--- Work required ---
Write each record again exactly as it stands.
%%
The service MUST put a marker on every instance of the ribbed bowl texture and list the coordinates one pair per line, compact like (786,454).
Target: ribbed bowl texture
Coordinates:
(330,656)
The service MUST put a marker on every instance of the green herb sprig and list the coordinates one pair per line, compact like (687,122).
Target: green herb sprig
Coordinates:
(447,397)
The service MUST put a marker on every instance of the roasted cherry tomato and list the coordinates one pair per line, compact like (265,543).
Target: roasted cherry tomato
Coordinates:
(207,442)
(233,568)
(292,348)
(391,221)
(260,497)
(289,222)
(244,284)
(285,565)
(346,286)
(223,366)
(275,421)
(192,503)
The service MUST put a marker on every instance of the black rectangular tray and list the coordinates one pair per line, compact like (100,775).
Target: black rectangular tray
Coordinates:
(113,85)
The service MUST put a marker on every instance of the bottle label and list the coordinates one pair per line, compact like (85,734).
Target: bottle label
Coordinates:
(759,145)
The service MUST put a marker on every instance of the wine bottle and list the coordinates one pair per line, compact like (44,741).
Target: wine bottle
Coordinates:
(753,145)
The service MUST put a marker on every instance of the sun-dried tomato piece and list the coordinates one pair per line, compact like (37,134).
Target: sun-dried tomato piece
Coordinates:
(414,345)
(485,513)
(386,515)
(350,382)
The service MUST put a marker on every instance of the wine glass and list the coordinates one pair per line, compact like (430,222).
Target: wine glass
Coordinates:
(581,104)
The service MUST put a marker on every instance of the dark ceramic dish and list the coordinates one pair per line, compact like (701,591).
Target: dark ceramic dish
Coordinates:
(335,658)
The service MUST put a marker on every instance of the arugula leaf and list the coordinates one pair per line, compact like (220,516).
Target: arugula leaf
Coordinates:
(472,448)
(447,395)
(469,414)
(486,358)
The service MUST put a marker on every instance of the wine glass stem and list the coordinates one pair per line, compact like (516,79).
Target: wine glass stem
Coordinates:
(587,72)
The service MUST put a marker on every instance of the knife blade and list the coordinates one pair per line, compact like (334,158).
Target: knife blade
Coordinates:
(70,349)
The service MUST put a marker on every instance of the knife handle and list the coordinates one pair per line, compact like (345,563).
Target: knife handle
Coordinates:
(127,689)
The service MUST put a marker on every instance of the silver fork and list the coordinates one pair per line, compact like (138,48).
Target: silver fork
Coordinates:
%%
--- Result for this exercise ---
The service MUST put a marker on every instance of the ribbed bowl texture and list the coordinates one pair per line, compact like (786,454).
Target: ribbed bowl texture
Coordinates:
(330,656)
The service MUST put a marker on every instance of the green herb sprig and list the coordinates one pair per line, compact like (687,122).
Target: green herb sprig
Coordinates:
(447,397)
The service MUST put a marker on every instance of the roasted cherry tomato and list the coordinates one pair per line, compact like (265,543).
Target: roasted cherry tomato
Coordinates:
(207,442)
(233,568)
(292,348)
(391,221)
(260,497)
(289,222)
(244,284)
(285,565)
(346,286)
(223,366)
(275,421)
(192,503)
The service MUST put a marker on every instance of the black rectangular tray and list the coordinates one pair per line, compact like (100,775).
Target: black rectangular tray
Coordinates:
(113,85)
The service MUST put a marker on every instance of the bottle label and list the coordinates one pair per line, compact like (85,734).
Target: bottle label
Coordinates:
(759,145)
The service MUST put a marker on every instance of the wine bottle and list the coordinates one pair per line, compact like (44,741).
Target: wine bottle
Coordinates:
(753,145)
The service MUST put a marker on every instance of the sun-dried tomato piece and list the coordinates one pair per line, compact like (37,134).
Target: sun-dried tomato piece
Coordinates:
(414,345)
(485,513)
(386,515)
(350,382)
The service MUST put a marker on every instance of the wine glass and list the coordinates one pair per line, compact like (430,222).
Target: wine glass
Coordinates:
(581,104)
The service MUST put a marker on every instance of the dark ceramic dish and list the coordinates one pair per line, compact like (701,591).
Target: dark ceramic dish
Coordinates:
(335,658)
The service MUST put a marker on every instance of the arugula leaf and list the coordinates one pair per line, compact like (220,516).
Target: arugula leaf
Coordinates:
(472,448)
(447,395)
(469,414)
(486,358)
The service MUST put a marker on every instance of the wine glass stem and list the coordinates one pair per line, compact like (516,79).
Target: wine glass stem
Coordinates:
(587,72)
The service MUST put a marker on every instance of the knife blade and list the coordinates one pair per line, compact like (334,158).
Target: knife blade
Coordinates:
(70,349)
The service MUST put a marker on every instance of the knife handle and list the coordinates one pair per line, compact like (345,563).
Target: knife handle
Coordinates:
(127,689)
The service MUST put a marker on every instance of the silver fork and list the coordinates one pair per line, compact like (138,48).
Target: silver fork
Coordinates:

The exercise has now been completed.